Требования
Повторите слово в слово весь текст о кожанках, тужурках и дамских часах.

Документ
После революции они оказались совершенно скомпрометированы: захватив большие запасы кожанок на военных складах, большевики нарядились в них.

И вот «Полиграф Полиграфович вошел с необычайным достоинством, в полном молчании снял кепку, пальто повесил на рога и оказался в новом виде. На нем была кожаная куртка с чужого плеча, кожаные же потертые штаны и английские высокие сапожки на шнуровке до колен. Неимоверный запах котов тотчас расплылся по всей передней».

Многие мужчины носили кителя полувоенного покроя или тужурки — часто донашивая тужурки, бывшие частью какого-либо ведомства — железнодорожного, лесного, горного и так далее.

К такой одежде советские относились подозрительно, в кругу Булгакова — с пониманием.

Дамы часто не носили часов — считалось, что они ведь ничем важным не заняты. Часики — признак богатства и высокого положения в обществе. Как у Маргариты «золотой браслет с часиками». Часы, конечно, механические: «временами ей начинало казаться, что часы сломались и стрелки не движутся».

Исходные данные
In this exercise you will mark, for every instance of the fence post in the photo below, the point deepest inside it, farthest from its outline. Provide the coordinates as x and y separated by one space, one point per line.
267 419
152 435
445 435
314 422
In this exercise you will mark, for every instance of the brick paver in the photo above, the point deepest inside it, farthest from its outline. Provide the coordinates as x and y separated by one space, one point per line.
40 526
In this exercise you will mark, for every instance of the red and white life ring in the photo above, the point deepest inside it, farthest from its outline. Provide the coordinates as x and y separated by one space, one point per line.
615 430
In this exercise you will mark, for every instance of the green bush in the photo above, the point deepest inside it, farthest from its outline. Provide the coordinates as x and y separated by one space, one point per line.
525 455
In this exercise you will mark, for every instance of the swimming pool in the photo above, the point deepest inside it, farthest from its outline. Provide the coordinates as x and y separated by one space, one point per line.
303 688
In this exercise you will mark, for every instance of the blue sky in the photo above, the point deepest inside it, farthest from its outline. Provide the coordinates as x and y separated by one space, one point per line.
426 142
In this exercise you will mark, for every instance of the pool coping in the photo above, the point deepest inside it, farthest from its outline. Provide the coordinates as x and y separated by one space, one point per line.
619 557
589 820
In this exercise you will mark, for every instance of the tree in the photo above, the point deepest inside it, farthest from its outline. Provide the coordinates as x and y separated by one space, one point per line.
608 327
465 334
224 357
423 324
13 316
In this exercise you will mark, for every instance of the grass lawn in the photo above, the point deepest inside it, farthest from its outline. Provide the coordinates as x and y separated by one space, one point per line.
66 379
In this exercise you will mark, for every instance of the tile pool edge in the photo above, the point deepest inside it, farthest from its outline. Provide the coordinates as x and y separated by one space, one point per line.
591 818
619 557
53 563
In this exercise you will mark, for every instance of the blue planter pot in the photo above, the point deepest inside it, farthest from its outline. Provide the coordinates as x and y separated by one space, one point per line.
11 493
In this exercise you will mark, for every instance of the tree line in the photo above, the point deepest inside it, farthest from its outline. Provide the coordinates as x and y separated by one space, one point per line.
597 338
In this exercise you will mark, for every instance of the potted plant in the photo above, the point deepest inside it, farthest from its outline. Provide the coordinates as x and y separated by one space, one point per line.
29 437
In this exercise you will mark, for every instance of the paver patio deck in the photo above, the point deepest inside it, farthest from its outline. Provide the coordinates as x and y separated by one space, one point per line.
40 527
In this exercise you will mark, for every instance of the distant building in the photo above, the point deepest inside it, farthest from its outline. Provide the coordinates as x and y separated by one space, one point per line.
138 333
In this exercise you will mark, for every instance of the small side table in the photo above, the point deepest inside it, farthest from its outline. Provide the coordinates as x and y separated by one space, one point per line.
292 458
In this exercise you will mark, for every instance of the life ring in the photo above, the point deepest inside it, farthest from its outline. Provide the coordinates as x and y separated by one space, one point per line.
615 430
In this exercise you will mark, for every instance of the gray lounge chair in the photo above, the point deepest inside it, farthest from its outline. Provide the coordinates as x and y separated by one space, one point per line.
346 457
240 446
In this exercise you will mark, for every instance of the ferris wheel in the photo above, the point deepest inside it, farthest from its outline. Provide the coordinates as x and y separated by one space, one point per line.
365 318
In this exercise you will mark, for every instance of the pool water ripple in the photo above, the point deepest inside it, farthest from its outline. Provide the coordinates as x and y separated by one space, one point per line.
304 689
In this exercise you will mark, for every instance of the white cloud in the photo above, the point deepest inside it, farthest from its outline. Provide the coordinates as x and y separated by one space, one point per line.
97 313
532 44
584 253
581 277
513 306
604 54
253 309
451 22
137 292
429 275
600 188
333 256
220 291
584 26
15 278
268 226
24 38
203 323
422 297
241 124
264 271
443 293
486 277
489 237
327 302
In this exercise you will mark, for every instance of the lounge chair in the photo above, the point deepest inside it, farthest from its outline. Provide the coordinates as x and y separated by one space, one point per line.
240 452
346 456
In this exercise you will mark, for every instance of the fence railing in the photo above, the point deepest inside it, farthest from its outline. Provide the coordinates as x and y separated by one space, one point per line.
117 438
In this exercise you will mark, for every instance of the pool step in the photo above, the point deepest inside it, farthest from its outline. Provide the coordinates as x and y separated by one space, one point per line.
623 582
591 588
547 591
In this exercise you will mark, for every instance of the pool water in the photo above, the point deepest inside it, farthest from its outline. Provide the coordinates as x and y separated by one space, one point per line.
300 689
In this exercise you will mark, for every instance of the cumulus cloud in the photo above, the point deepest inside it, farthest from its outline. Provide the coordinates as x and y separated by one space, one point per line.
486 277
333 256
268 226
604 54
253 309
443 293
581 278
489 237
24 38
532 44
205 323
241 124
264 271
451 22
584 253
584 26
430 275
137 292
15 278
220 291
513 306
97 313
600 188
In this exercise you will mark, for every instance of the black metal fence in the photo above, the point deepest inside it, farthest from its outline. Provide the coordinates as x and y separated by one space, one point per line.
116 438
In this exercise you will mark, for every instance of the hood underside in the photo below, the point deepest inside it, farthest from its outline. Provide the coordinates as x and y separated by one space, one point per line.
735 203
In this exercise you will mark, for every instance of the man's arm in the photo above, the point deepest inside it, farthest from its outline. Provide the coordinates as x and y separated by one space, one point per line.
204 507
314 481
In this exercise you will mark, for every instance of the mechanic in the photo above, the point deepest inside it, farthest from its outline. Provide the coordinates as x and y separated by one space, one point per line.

Ответ к заданию
После революции они оказались совершенно скомпрометированы: захватив большие запасы кожанок на военных складах, большевики нарядились в них.

И вот «Полиграф Полиграфович вошел с необычайным достоинством, в полном молчании снял кепку, пальто повесил на рога и оказался в новом виде. На нем была кожаная куртка с чужого плеча, кожаные же потертые штаны и английские высокие сапожки на шнуровке до колен. Неимоверный запах котов тотчас расплылся по всей передней».

Многие мужчины носили кителя полувоенного покроя или тужурки — часто донашивая тужурки, бывшие частью какого-либо ведомства — железнодорожного, лесного, горного и так далее.

К такой одежде советские относились подозрительно, в кругу Булгакова — с пониманием.

Дамы часто не носили часов — считалось, что они ведь ничем важным не заняты. Часики — признак богатства и высокого положения в обществе. Как у Маргариты «золотой браслет с часиками». Часы, конечно, механические: «временами ей начинало казаться, что часы сломались и стрелки не движутся».